Revise the drone protest article from "Drone Protesters Get" up to and including "in Alexandria, Va.", changing "drone killings" to "drone strikes" wherever it occurs.

# Document section
=== Begin Enclosure ===
Drone Protesters Get Their Days in Court

By MARK ANDERSON

Over 20 activists have been appearing in federal court lately for protesting the brutal, relentless drone killings carried out by the US. On Feb. 3, four of the activists were sentenced in Sacramento, Calif., for blocking the entrance road to nearby Beale Air Force Base. And as of Feb. 7, another five of these activists appeared in US District Court in Alexandria, Va.  

The latter group is appealing their trespass conviction for activities conducted at the Central Intelligence Agency in June of 2013. They attempted to seek a meeting with CIA Director John Brennan concerning CIA drone hits that are seen as a violation of international law. The activists carried with them a letter related to what they call “illegal targeted drone killings.”

The Sacramento activists told this writer Feb. 3 that they’ve been visiting Congress for years to try and get elected officials to at least consider stopping the killings carried out by US Predator and Reaper drones. But, apart from occasional rumblings on the House and Senate floors against drone killings, the activists’ concerns have fallen on deaf ears in Washington. The Sacramento and Virginia protestors want to remind drone-base commanders that US drone hits are war crimes in violation of international law. Moreover, they point out that drone hits are taking place in nations with which the US is not even at war. The impacted nations include: Yemen, Somalia, Pakistan, Afghanistan and Iraq. The activists point out that Congress never officially declared war on Afghanistan and Iraq as the Constitution requires.

The Beale Air Force Base protest on April 30, 2013, lasted over an hour. Activist Toby Blome — one of the four activists sentenced with community service and probation in Sacramento—said that staging protests is not necessarily the favored tactic. Instead, the protests are a last-ditch effort to be heard by a federal government which the activists consider more indifferent than ever.

As Blome stated: “We were resolved to blocking that road that morning [because] our elected officials just won’t listen.”
=== End Enclosure ===
Saved data entries:
=== Begin Enclosure ===
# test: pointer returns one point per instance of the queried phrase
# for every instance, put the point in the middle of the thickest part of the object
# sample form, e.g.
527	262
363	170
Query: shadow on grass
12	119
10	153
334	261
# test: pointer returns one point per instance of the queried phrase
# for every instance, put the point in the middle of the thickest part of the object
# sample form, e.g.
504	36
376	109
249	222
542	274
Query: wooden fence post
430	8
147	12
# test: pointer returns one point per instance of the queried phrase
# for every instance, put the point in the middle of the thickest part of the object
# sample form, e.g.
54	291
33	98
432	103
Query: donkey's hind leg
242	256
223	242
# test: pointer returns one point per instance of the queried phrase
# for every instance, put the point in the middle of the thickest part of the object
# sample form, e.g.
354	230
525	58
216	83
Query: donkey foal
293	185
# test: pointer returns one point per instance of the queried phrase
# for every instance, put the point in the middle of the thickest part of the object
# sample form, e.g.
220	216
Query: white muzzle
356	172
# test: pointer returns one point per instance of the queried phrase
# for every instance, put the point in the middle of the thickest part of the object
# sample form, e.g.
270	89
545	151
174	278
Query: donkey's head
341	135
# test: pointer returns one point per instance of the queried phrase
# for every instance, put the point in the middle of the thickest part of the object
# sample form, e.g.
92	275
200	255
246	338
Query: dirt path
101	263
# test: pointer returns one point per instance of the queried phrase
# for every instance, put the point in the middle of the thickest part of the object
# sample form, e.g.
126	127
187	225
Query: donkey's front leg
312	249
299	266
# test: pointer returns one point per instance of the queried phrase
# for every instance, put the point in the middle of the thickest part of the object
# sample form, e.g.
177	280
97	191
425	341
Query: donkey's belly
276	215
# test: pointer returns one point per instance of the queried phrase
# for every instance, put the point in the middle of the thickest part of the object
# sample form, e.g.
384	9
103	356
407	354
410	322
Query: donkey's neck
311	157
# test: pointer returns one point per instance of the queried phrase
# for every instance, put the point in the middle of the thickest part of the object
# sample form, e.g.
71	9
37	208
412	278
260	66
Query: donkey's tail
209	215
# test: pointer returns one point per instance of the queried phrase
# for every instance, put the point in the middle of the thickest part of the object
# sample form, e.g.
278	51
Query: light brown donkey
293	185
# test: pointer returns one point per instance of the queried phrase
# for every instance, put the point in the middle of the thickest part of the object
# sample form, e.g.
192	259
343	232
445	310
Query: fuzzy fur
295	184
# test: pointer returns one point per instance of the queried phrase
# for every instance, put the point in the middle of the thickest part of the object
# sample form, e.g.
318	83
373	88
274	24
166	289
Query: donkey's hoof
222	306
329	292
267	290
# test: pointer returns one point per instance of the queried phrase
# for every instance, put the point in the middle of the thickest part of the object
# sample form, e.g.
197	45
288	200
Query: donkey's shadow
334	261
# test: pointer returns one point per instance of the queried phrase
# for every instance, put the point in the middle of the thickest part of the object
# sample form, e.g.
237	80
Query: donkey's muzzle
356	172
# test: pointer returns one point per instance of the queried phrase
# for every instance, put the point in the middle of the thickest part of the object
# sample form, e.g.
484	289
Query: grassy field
=== End Enclosure ===
# Your response
Drone Protesters Get Their Days in Court

By MARK ANDERSON

Over 20 activists have been appearing in federal court lately for protesting the brutal, relentless drone strikes carried out by the US. On Feb. 3, four of the activists were sentenced in Sacramento, Calif., for blocking the entrance road to nearby Beale Air Force Base. And as of Feb. 7, another five of these activists appeared in US District Court in Alexandria, Va.